PASSAGE TO READ »
The original technique described by Sugiura and Futagawa was a two-step operation consisting of an initial thoracic operation followed by the abdominal operation 3–4 weeks later. The thoracic operation consists of an extensive paraesophageal devascularization up to the inferior pulmonary vein and esophageal transection. The abdominal operation consists of a splenectomy, devascularization of the abdominal esophagus and cardia, and a selective vagotomy with pyloroplasty.

=== Thoracic operation ===

Access is gained through a left lateral thoracotomy incision below the sixth rib. The inferior mediastinum is exposed to the level of the anterior aspect of the descending aorta. All of the shunting veins that direct blood to the collateral veins from the esophagus are ligated, taking special consideration to preserving the extraesophageal systemic venous collaterals (azygous veins). Usually between 30 and 50 shunting veins are present. Once devascularization is complete, the esophagus is clamped in two areas with esophageal clamps, and esophageal transection is done at the level of the diaphragm. The anterior muscular and mucosal layers are divided, but the posterior layer is left intact. Sutures are then placed and the divided varices are occluded. The muscle layer is then reattached. A nasogastric tube is left in situ, and the mediastinum is closed.

=== Abdominal operation ===

Access is gained through an upper midline incision with left lateral extension. Splenectomy is then performed. The abdominal esophagus is devascularized from the stomach. The posterior gastric vagus nerve requires ligation due to its close proximity. The lesser curvature of the stomach and abdominal esophagus are then devascularized, and the cardioesophageal branches of the left gastric vessels are ligated and divided. The esophagus and cardia are then entirely mobilized. The anterior gastric vagus nerve was previously divided and therefore pyloroplasty is performed. A drain is inserted in the surgical cavity and the incision is closed.

STUDY QUESTIONS »
A. In the passage on the two-step operation, how many shunting veins are usually present?
B. From the passage on the two-step operation, output the part starting at "Access is gained through an" and ending at "incision is closed.".
C. Mark each statement yes or no according to the passage on the two-step operation, and quote the words that decide it.
(i) The abdominal operation takes place 3–4 weeks after the thoracic one.
(ii) During esophageal transection, the posterior layer is divided.
(iii) The thoracic operation is reached through a right lateral thoracotomy.
The entries play no part here.

GIVEN DATA »
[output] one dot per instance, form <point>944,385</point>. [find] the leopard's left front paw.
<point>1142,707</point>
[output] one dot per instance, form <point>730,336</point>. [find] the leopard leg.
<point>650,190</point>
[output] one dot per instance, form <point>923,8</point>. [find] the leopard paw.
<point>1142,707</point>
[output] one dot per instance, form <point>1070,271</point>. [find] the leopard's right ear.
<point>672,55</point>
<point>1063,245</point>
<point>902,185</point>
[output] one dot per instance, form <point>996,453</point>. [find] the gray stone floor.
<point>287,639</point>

* * *

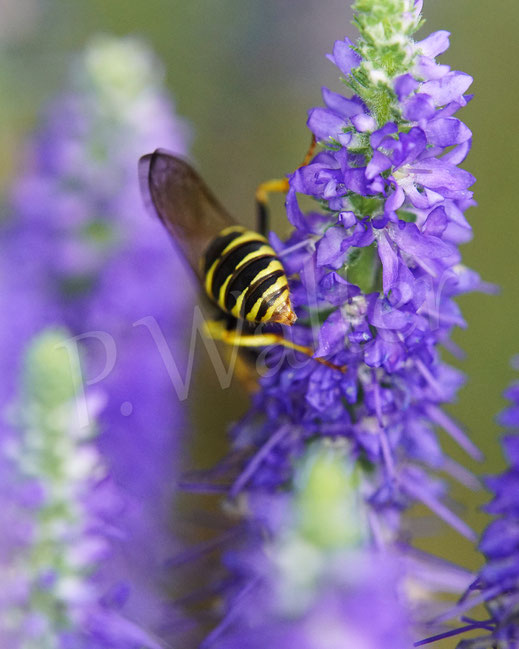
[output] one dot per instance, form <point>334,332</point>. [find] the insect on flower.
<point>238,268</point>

==

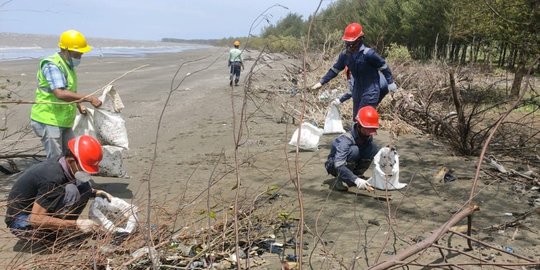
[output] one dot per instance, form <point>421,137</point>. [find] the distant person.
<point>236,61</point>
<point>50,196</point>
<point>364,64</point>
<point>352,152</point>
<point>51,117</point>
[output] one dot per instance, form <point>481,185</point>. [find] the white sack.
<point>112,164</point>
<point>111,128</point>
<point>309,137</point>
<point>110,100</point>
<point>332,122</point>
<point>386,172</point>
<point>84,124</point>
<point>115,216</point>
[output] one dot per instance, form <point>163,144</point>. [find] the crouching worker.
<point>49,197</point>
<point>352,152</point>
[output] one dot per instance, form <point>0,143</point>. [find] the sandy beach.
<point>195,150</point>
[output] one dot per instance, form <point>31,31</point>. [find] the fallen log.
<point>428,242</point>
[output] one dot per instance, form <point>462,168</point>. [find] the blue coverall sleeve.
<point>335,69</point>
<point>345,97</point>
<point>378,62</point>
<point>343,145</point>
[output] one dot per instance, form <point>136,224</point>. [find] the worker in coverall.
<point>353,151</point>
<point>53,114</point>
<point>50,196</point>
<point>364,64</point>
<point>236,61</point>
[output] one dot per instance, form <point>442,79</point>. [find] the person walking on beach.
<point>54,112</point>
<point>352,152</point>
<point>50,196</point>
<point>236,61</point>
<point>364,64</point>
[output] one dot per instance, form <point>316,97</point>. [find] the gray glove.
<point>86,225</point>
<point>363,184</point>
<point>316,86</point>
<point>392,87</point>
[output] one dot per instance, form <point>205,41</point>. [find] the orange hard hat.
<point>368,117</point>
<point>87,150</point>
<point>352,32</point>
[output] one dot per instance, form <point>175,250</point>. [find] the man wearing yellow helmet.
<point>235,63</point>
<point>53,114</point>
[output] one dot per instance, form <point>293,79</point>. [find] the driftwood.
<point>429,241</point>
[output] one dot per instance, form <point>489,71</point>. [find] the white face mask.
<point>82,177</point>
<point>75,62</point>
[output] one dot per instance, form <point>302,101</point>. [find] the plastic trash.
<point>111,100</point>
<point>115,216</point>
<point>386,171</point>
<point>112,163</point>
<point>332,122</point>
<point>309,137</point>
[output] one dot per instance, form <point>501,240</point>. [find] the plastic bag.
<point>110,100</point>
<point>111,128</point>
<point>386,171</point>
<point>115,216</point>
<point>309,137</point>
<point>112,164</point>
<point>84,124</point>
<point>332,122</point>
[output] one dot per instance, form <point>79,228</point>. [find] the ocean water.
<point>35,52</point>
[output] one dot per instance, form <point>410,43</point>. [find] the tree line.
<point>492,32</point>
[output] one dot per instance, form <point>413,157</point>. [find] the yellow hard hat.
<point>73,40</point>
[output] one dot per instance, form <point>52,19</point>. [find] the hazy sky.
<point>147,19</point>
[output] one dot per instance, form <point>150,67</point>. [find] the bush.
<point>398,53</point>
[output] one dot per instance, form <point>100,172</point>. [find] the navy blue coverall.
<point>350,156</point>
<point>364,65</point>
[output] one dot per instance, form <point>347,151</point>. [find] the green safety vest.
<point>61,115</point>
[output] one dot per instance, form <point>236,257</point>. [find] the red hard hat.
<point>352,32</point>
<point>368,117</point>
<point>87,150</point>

EXERCISE RESPONSES »
A. Usually between 30 and 50.

B.
Access is gained through an upper midline incision with left lateral extension. Splenectomy is then performed. The abdominal esophagus is devascularized from the stomach. The posterior gastric vagus nerve requires ligation due to its close proximity. The lesser curvature of the stomach and abdominal esophagus are then devascularized, and the cardioesophageal branches of the left gastric vessels are ligated and divided. The esophagus and cardia are then entirely mobilized. The anterior gastric vagus nerve was previously divided and therefore pyloroplasty is performed. A drain is inserted in the surgical cavity and the incision is closed.

C.
(i) Yes: "followed by the abdominal operation 3–4 weeks later"
(ii) No: "the posterior layer is left intact"
(iii) No: "Access is gained through a left lateral thoracotomy incision below the sixth rib"